Provided records:
Content starts
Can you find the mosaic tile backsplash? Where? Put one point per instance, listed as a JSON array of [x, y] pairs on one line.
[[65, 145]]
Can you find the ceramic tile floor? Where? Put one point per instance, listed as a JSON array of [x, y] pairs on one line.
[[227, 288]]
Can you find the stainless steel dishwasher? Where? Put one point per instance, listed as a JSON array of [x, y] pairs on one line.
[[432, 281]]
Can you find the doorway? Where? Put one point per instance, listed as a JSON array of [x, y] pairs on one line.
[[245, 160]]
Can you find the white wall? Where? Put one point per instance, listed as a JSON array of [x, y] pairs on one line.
Content ends
Content starts
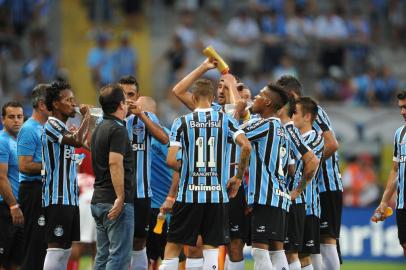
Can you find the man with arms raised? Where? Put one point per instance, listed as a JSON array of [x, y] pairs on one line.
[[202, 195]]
Content ends
Content starts
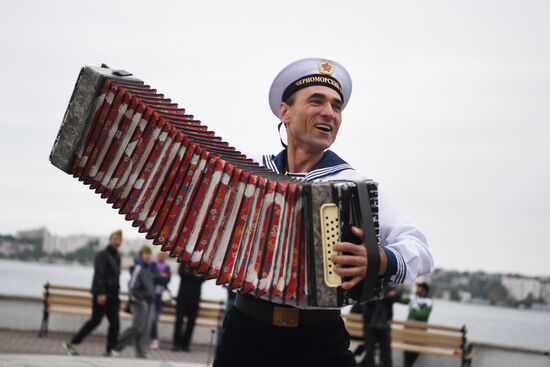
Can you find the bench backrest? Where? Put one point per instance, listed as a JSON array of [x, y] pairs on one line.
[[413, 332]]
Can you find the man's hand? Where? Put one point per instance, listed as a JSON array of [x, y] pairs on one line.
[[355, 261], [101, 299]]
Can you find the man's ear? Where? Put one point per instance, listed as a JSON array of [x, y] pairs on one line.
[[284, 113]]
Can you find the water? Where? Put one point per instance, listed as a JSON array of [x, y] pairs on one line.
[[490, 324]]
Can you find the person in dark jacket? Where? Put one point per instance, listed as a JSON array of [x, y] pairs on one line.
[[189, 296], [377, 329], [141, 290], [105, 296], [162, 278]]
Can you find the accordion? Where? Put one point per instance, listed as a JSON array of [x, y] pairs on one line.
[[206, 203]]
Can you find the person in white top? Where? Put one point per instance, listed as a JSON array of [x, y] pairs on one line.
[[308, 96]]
Content ends
Problem statement:
Print again the lines of the entries above that fall between the line holding "Can you find the mosaic" and the line holding "Can you find the white", inclusive, exactly as they stand.

Exercise solution:
Can you find the mosaic tile backsplash? Where? Put one point per instance, listed as a JSON array of [x, y] pairs on one line.
[[65, 145]]
Can you find the ceramic tile floor? Where? Put one point per instance, listed as a JSON array of [x, y] pairs on one line.
[[227, 288]]
Can you find the stainless steel dishwasher? Where? Put one point per instance, listed as a JSON array of [x, y] pairs on one line.
[[432, 281]]
Can you find the doorway? Where? Put one point per instance, listed as a JSON array of [x, y] pairs on one line.
[[245, 160]]
Can you find the white wall? Where? Put one point per instance, listed as a JSON array of [x, y] pairs on one line.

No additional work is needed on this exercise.